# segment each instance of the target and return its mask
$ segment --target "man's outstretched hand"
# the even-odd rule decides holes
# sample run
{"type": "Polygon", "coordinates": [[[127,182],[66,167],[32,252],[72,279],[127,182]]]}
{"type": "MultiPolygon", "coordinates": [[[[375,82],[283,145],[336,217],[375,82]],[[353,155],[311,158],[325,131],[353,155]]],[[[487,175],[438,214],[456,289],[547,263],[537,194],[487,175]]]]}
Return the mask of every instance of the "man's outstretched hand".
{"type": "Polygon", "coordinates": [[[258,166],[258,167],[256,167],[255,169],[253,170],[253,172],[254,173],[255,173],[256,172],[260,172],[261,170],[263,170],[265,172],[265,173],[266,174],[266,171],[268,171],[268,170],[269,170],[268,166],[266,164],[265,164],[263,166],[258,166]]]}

========

DIRECTIVE: From the first line to the last, please quote the material above exactly.

REPLY TO THE EXERCISE:
# segment each instance of the target and return its mask
$ segment --target "man's outstretched hand"
# the even-odd rule decides holes
# sample run
{"type": "Polygon", "coordinates": [[[127,182],[66,167],[32,252],[72,279],[127,182]]]}
{"type": "MultiPolygon", "coordinates": [[[[375,82],[283,145],[336,217],[375,82]],[[353,155],[311,158],[325,131],[353,155]]],[[[487,175],[438,214],[456,289],[547,263],[537,194],[487,175]]]]}
Return the mask of every instance of the "man's outstretched hand".
{"type": "Polygon", "coordinates": [[[258,166],[258,167],[256,167],[255,169],[253,170],[253,172],[254,173],[255,173],[256,172],[260,172],[261,170],[263,170],[265,172],[265,173],[266,174],[266,171],[268,171],[268,170],[269,170],[268,166],[266,164],[265,164],[263,166],[258,166]]]}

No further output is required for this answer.